## Problem statement:
Your task is to transcribe the records exactly, skipping every image.

#####

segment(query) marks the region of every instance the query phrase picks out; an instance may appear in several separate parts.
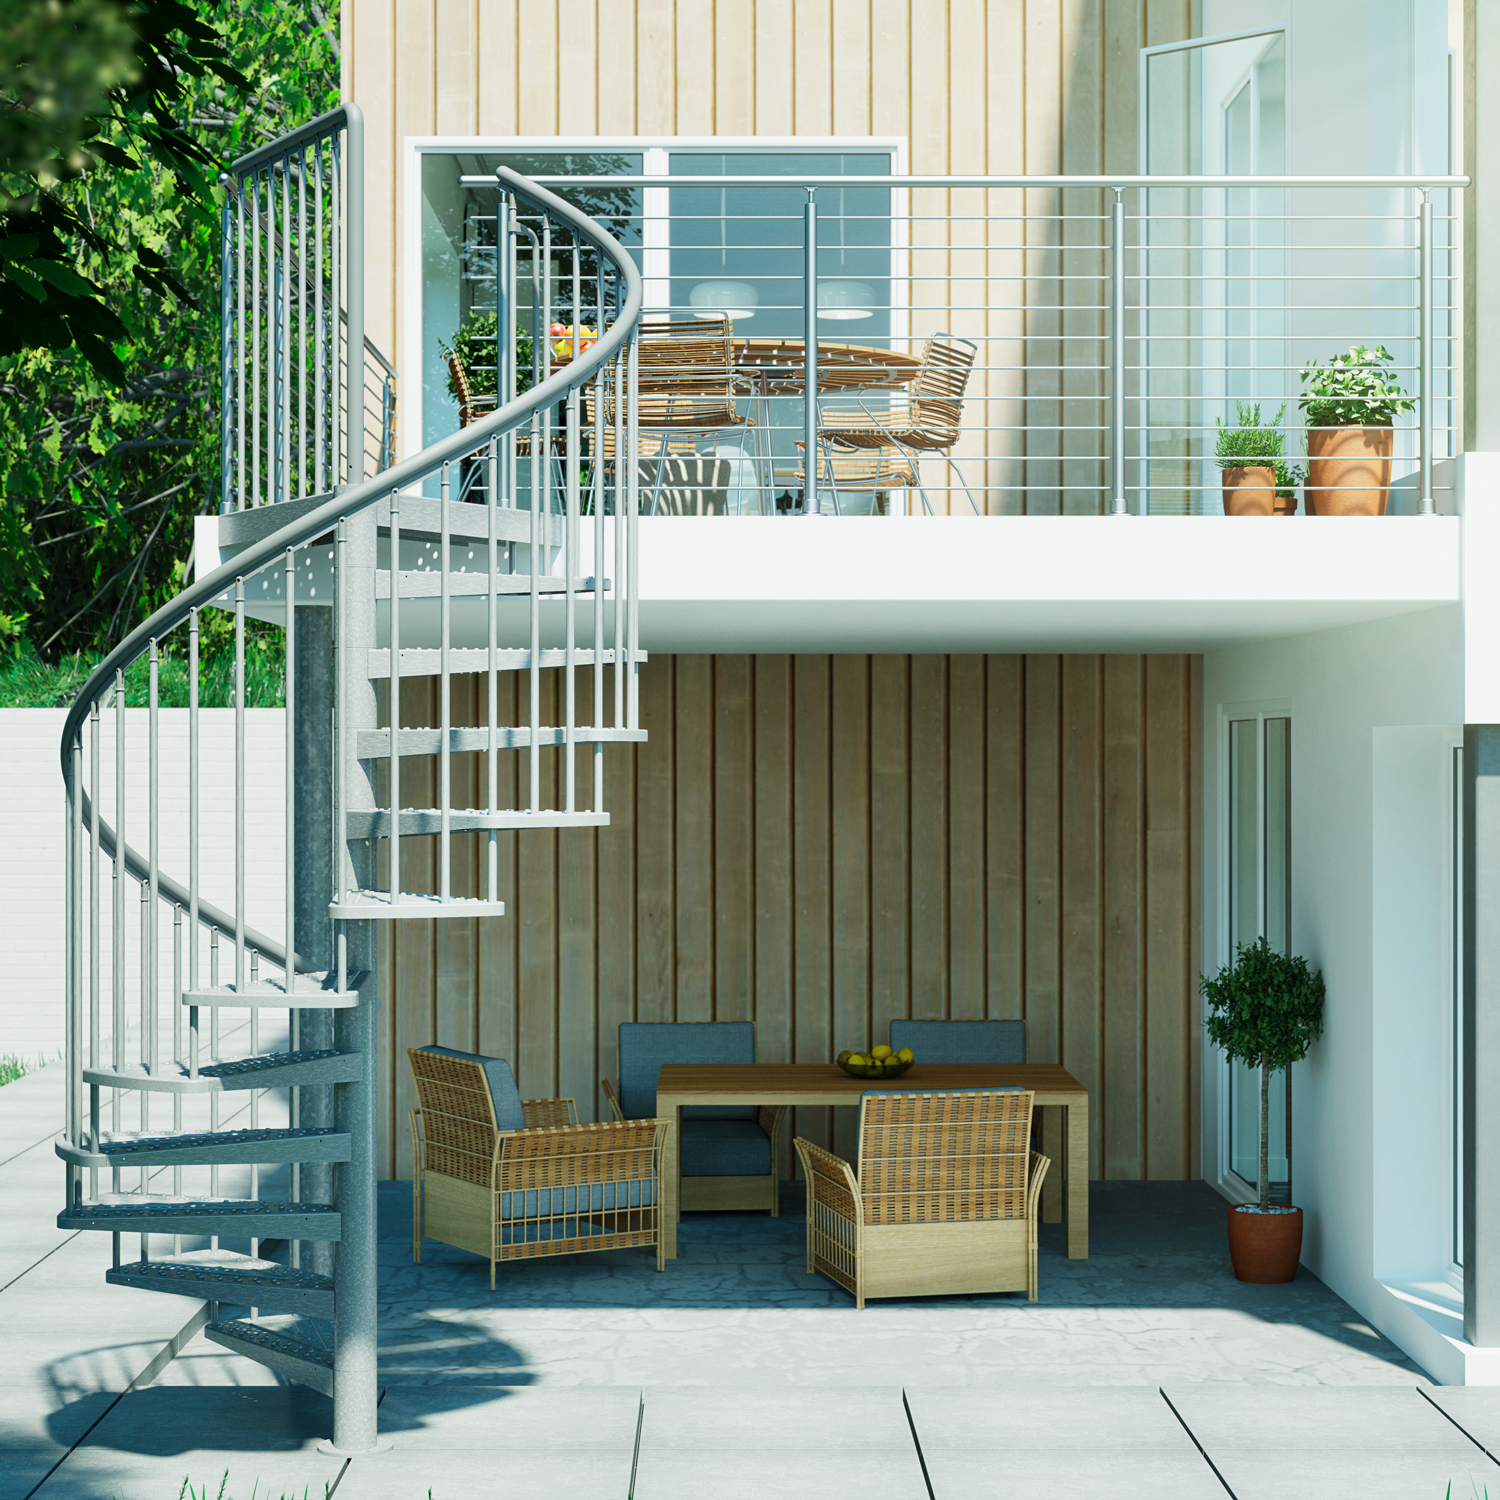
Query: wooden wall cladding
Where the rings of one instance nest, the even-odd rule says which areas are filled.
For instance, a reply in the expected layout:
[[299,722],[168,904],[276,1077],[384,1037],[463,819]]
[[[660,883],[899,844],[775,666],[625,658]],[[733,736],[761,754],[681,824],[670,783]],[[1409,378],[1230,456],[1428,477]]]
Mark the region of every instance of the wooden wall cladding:
[[[1092,1092],[1095,1175],[1197,1177],[1198,681],[1175,655],[654,658],[649,743],[605,751],[610,827],[500,835],[503,918],[386,929],[383,1171],[411,1172],[408,1046],[508,1057],[593,1119],[624,1020],[753,1020],[781,1062],[911,1015],[1024,1017]],[[457,679],[454,722],[482,695]],[[403,762],[413,797],[432,772]],[[455,758],[455,806],[480,777]],[[477,893],[483,846],[454,842]],[[402,841],[407,889],[435,843]],[[795,1129],[852,1151],[834,1113]]]

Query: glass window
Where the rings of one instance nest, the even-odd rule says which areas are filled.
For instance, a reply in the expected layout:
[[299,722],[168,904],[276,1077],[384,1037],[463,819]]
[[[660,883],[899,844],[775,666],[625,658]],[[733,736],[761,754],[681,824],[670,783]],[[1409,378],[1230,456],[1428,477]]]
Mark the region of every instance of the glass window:
[[[1229,953],[1261,935],[1291,951],[1291,751],[1287,718],[1229,724]],[[1229,1064],[1230,1165],[1260,1182],[1260,1069]],[[1287,1074],[1271,1079],[1270,1177],[1273,1201],[1291,1191],[1291,1096]]]
[[1449,882],[1453,916],[1450,942],[1453,949],[1451,1025],[1453,1075],[1450,1080],[1452,1115],[1450,1153],[1453,1158],[1453,1265],[1460,1274],[1464,1266],[1464,751],[1453,747],[1452,877]]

#####

## Response below:
segment(query) marks the region of every instance the query phrase picks out; an instance may appear in several separate parts.
Query: wooden wall cladding
Where the rings of one instance nest, the even-odd rule says which areas are filled.
For instance, a reply in the expected layout:
[[299,722],[168,904],[276,1077],[384,1037],[463,819]]
[[[660,883],[899,844],[775,666],[625,658]],[[733,736],[761,754],[681,824],[670,783]],[[1409,378],[1230,456],[1428,477]]]
Mark the region of every instance of the wooden wall cladding:
[[[1092,1092],[1095,1175],[1197,1177],[1198,681],[1175,655],[654,658],[649,743],[605,751],[610,827],[500,835],[503,918],[386,929],[383,1171],[411,1172],[408,1046],[508,1057],[593,1119],[624,1020],[753,1020],[781,1062],[911,1015],[1024,1017]],[[457,679],[454,722],[482,695]],[[403,762],[413,797],[432,772]],[[455,758],[455,806],[480,777]],[[477,893],[483,846],[454,842]],[[402,841],[407,889],[435,843]],[[795,1129],[852,1151],[834,1113]]]

Query: glass window
Where the rings of one instance nest, the even-odd rule says which areas are filled.
For instance, a reply in the expected layout:
[[299,722],[168,904],[276,1077],[384,1037],[463,819]]
[[[660,883],[899,844],[775,666],[625,658]],[[733,736],[761,754],[681,824],[670,783]],[[1409,378],[1230,456],[1428,477]]]
Mark the region of every instance of the glass window:
[[[1229,953],[1261,935],[1291,951],[1291,751],[1287,718],[1229,724]],[[1229,1064],[1230,1165],[1260,1182],[1260,1069]],[[1287,1074],[1271,1079],[1270,1177],[1273,1201],[1291,1191],[1291,1096]]]
[[1449,882],[1453,916],[1450,942],[1453,949],[1451,1025],[1453,1075],[1450,1080],[1452,1115],[1450,1153],[1453,1158],[1453,1265],[1460,1274],[1464,1266],[1464,751],[1453,747],[1452,877]]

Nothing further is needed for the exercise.